### Task objective
Every record must be copied exactly, from first line to last.

### Exercise input
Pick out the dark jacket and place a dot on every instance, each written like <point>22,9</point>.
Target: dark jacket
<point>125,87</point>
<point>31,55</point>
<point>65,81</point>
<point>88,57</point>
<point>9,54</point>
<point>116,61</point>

### Result of the exercise
Pick out the dark jacket and place a dot on every instance, each written like <point>22,9</point>.
Target: dark jacket
<point>125,87</point>
<point>31,55</point>
<point>65,81</point>
<point>88,57</point>
<point>9,54</point>
<point>116,61</point>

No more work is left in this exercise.